→ Extrait
À propos du nouveau gouvernement belge: communiqué du MRAX

On avait apprécié beaucoup le titre volontariste du nouvel accord de
majorité : une Belgique créative et solidaire, qui dit mieux ? On aurait
aimé se laisser entraîner par le souffle nouveau promis en sous-titre, et
puis, à l'examen du catalogue des bonnes et des (parfois) moins bonnes
intentions qui le constituent : la déception (pour ceux qui estiment qu'une
démocratie se juge à l'aune de sa capacité d'accueil des étrangers).

En matière d'égalité des droits pour commencer : oublié (comme prévu ?)
l'engagement pourtant solennellement répété par tous les présidents de
partis francophones de faire de l'octroi du droit de vote aux étrangers une
condition sine qua non pour entrer dans la coalition. L'affaire se débattra
au Parlement, promet-on avec un laconisme guère encourageant. Est-ce cela,
offrir « plus de démocratie citoyenne et participative » comme stipulé par
ailleurs dans l'accord de majorité ? Est-ce cela aussi, « encourager
l'intégration et stimuler l'émancipation » ? On se demandera également, en
passant, si ce manque de courage est réellement de nature à contrer
l'extrême droite, ce qui revient pourtant régulièrement comme une priorité,
dans les discours tout au moins.

En matière de droit des étrangers ensuite : balayées les lignes directrices
pourtant dégagées par l'Informateur après consultation des associations
spécialisées en la matière, associations tant francophones que
néerlandophones. La politique d'asile à venir - dont la nécessité de
réforme n'est pas évoquée - se voit définie comme « humaine et réaliste »,
autant dire qu' à travers tout le texte de l'accord, derrière la vacuité
des mots, l'étranger continue à être, plus que jamais, perçu comme un
danger, qu'il convient d'évacuer poliment mais fermement. Pire : l'accord
se propose de rogner un peu plus sur les droits de ces personnes pourtant
déjà particulièrement précarisées de par la spécificité de leur situation
Ainsi, par exemple, la systématisation des fichages biométriques. Ainsi,
autre exemple, cette proposition de limiter les possibilités de recours des
demandeurs d'asile déboutés devant le Conseil d'Etat. Quand on se souvient
qu'il y a deux mois à peine, le Comité contre la Torture des Nations Unies
pointait déjà les dérives de la législation et des pratiques belges
appliquées aux étrangers (notamment les violences lors des expulsions et.

→ Consigne écrite
Recopiez intégralement l'extrait ci-dessus sur le nouveau gouvernement belge, sans en changer un seul caractère.

→ Données affichées
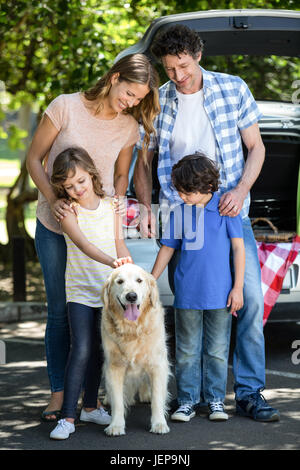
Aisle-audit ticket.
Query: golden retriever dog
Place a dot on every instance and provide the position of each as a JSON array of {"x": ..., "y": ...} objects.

→ Réponse
À propos du nouveau gouvernement belge: communiqué du MRAX

On avait apprécié beaucoup le titre volontariste du nouvel accord de
majorité : une Belgique créative et solidaire, qui dit mieux ? On aurait
aimé se laisser entraîner par le souffle nouveau promis en sous-titre, et
puis, à l'examen du catalogue des bonnes et des (parfois) moins bonnes
intentions qui le constituent : la déception (pour ceux qui estiment qu'une
démocratie se juge à l'aune de sa capacité d'accueil des étrangers).

En matière d'égalité des droits pour commencer : oublié (comme prévu ?)
l'engagement pourtant solennellement répété par tous les présidents de
partis francophones de faire de l'octroi du droit de vote aux étrangers une
condition sine qua non pour entrer dans la coalition. L'affaire se débattra
au Parlement, promet-on avec un laconisme guère encourageant. Est-ce cela,
offrir « plus de démocratie citoyenne et participative » comme stipulé par
ailleurs dans l'accord de majorité ? Est-ce cela aussi, « encourager
l'intégration et stimuler l'émancipation » ? On se demandera également, en
passant, si ce manque de courage est réellement de nature à contrer
l'extrême droite, ce qui revient pourtant régulièrement comme une priorité,
dans les discours tout au moins.

En matière de droit des étrangers ensuite : balayées les lignes directrices
pourtant dégagées par l'Informateur après consultation des associations
spécialisées en la matière, associations tant francophones que
néerlandophones. La politique d'asile à venir - dont la nécessité de
réforme n'est pas évoquée - se voit définie comme « humaine et réaliste »,
autant dire qu' à travers tout le texte de l'accord, derrière la vacuité
des mots, l'étranger continue à être, plus que jamais, perçu comme un
danger, qu'il convient d'évacuer poliment mais fermement. Pire : l'accord
se propose de rogner un peu plus sur les droits de ces personnes pourtant
déjà particulièrement précarisées de par la spécificité de leur situation
Ainsi, par exemple, la systématisation des fichages biométriques. Ainsi,
autre exemple, cette proposition de limiter les possibilités de recours des
demandeurs d'asile déboutés devant le Conseil d'Etat. Quand on se souvient
qu'il y a deux mois à peine, le Comité contre la Torture des Nations Unies
pointait déjà les dérives de la législation et des pratiques belges
appliquées aux étrangers (notamment les violences lors des expulsions et.